::: Textauszug :::

Dass Horror auch außerhalb von Halloween funktioniert, hat zum Beispiel der massive Erfolg von Conjuring bewiesen, doch umgeben von den kostenlosen Marketing-Faktoren Ghouls, Laub und früher Dunkelheit geht es auf jeden Fall einfacher. Die Aufmerksamkeit für Horror ist Ende Oktober einfach gewaltig, so dass Filme auch dazu dienen können, die ganze Merchandise-Industrie um Halloween mit neuen Produkten zu befeuern. Besonders einfach geht das natürlich mit Horror-Accessoires, wie zum Bespiel der Scream- oder der Jason-Voorhees-Maske, aber auch andere Genres, sofern sie denn einprägsame Charaktere hervorgebracht haben, können auf niedliche Kostüme und allerlei Plastik-Gedöns hoffen. Was würden wohl Immortan Joe oder Whitey Bulger sagen, wenn sie im Stile von Kessler ist auf einmal ihren Alter Egos gegenüberstünden?

::: Angezeigte Daten :::

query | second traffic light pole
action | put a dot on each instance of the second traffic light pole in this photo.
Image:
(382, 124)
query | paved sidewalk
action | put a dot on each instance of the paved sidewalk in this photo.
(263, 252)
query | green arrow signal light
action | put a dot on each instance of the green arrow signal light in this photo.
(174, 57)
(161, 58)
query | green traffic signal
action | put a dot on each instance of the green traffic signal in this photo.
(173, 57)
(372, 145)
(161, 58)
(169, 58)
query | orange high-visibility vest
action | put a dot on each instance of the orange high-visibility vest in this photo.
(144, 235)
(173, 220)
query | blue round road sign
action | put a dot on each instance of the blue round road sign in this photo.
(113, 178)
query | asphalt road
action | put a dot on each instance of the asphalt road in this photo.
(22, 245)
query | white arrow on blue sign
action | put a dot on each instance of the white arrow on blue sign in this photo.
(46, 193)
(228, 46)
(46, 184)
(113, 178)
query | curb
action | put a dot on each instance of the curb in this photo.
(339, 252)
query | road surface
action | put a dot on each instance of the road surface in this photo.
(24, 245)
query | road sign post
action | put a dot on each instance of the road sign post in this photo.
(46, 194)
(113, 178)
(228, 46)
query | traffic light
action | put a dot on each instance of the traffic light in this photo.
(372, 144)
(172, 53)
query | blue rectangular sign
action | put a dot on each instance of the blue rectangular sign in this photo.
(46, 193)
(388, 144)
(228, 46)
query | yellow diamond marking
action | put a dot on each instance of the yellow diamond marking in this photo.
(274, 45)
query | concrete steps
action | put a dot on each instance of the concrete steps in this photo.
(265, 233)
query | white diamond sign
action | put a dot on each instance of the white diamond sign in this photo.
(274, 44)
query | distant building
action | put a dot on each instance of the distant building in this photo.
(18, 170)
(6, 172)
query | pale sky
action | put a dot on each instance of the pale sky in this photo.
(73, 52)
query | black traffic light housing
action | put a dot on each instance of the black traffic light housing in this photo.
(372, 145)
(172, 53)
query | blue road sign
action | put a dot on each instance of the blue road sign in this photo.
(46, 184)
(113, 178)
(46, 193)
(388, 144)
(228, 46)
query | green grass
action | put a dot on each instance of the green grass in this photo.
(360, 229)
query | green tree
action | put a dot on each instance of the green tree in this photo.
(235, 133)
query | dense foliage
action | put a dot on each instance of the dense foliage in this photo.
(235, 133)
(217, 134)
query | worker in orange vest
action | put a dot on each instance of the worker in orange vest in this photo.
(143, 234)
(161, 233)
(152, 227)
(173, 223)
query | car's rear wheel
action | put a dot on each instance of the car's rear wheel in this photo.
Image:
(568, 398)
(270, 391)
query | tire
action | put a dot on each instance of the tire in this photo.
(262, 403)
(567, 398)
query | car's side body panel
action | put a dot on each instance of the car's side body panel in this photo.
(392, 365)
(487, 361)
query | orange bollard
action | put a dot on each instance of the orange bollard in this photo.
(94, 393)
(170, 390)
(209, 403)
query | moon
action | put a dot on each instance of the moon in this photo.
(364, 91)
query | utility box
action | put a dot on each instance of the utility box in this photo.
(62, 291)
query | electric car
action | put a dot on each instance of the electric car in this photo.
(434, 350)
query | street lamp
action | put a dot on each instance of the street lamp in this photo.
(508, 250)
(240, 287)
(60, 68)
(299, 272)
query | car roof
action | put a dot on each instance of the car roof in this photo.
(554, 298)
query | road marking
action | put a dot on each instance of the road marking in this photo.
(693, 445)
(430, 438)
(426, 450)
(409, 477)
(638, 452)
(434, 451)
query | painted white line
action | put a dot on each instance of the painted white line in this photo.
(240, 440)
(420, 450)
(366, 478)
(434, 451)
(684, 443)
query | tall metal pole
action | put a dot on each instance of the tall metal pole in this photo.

:::

> _Aufgabenstellung_:
1. Finde jede Zeile der Einträge, in der die Zeichenfolge „rectangular“ vorkommt, und schreibe sie ab.
2. Führe den Text über Horrorfilme und Halloween-Merchandise nach seinem letzten Satz weiter.

> _Ergebnisse_:
1.
query | blue rectangular sign
action | put a dot on each instance of the blue rectangular sign in this photo.

2.
Im besten Fall wohl so etwas wie „Guten Tag“, verbunden mit einem Grinsen über den zu erwartenden Merchandise-Scheck. Halloween und Film passt auf vielen Ebenen zusammen, unter anderem eben auch, was die Ausstattung der Festivitäten angeht. Die Verkleidung als eine Filmfigur schafft automatisch eine Abhebung aus dem Meer der ganzen Walmart-Piraten, und wenn dazu dann noch Tanz-der-Teufel-2-Augäpfel gereicht werden oder der Kuchenanschnitt von Edwards Scherenhänden erledigt wird, ist das Gruselfest genau da, wo es im besten Fall ankommen möchte: Bei einer knallbunten Sause, die wesentlich stärker als viele andere Feiern eine Film-Affinität besitzt und diese auch nach allen Regeln der Kunst kultiviert. Hach, nur einmal im Leben oder Jahr Johnny Depp sein — und dann auch noch mit der Freiheit, einen auf Blockbuster-Opportunist zu machen und selbstbewusst den Federkram des gerade nochmal reduzierten Lone-Rangers-Kostüms anlegen!